• WORK TO BE COMPLETED
Rewrite the text on the Weapons Control Act starting at "In the year" and ending at "a narrow vote.", substituting "firing ranges" for "shooting resorts".

The Weapons Control Act had been enacted by the Trust Territory of the Pacific Islands, 63 TTC §§ 551 et seq., before the CNMI joined the U.S.

Under this law, all firearms—including automatic weapons, semi-automatic assault weapons, and handguns—were prohibited from civilian possession. Civilians could only own .410 shotguns and .22 calibre rifles with a license. They also could only own ammunition for those types of firearms with a license; possession of any other type of ammunition, whether the person had a license or not, was illegal.

In the year 2000, House Floor Leader Oscar M. Babauta sponsored a bill that would amend the Weapons Control Act to allow the use of firearms on shooting resorts. Proponents of the bill stated that it would lure investors while detractors of the bill worried it would harm public safety. The House approved the bill on a narrow vote.

===Radich v. Deleon Guerrero===
In 2014, David J. Radich, a U.S. Navy Gulf War veteran, and his wife Li-Rong Radich sued James C. Deleon Guerrero, then the commissioner of the Department of Public Safety (DPS), for violating their right to keep and bear arms under the Second Amendment to the United States Constitution. The judge, Ramona V. Manglona, decided the case in favor of the Radiches on March 28, 2016, and decreed that the NMI ban on handguns and ammunition was unconstitutional. The ruling also overturned the ban on importation of handguns and handgun ammunition, the implicit ban on receiving a weapons identification card for self-defense purposes, and the ban on lawful permanent residents obtaining a weapons identification card.

• DATASET RECORDS

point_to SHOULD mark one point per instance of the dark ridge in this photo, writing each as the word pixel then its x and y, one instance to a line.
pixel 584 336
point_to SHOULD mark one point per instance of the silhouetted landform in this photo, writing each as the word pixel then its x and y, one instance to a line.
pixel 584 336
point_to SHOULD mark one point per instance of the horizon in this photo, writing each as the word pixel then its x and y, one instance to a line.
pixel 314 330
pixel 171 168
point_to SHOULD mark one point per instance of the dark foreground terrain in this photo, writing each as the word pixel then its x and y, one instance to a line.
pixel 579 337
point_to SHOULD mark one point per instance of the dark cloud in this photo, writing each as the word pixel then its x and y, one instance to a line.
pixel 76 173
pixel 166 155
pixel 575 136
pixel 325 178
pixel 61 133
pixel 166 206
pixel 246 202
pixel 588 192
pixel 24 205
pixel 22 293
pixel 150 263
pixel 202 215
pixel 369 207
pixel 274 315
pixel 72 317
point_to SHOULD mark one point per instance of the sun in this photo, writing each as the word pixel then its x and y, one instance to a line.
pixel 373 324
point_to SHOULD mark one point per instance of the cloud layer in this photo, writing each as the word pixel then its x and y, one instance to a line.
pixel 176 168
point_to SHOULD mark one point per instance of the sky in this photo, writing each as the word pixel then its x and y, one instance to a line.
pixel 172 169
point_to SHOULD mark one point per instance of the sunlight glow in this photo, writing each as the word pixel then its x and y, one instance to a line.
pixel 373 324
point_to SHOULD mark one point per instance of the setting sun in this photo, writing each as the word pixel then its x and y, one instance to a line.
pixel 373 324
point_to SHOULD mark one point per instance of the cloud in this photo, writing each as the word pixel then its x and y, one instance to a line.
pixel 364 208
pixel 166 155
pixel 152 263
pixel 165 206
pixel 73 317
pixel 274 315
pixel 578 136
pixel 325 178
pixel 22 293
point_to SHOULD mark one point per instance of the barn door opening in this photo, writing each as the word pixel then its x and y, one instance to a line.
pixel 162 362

• EXERCISE SOLUTION
In the year 2000, House Floor Leader Oscar M. Babauta sponsored a bill that would amend the Weapons Control Act to allow the use of firearms on firing ranges. Proponents of the bill stated that it would lure investors while detractors of the bill worried it would harm public safety. The House approved the bill on a narrow vote.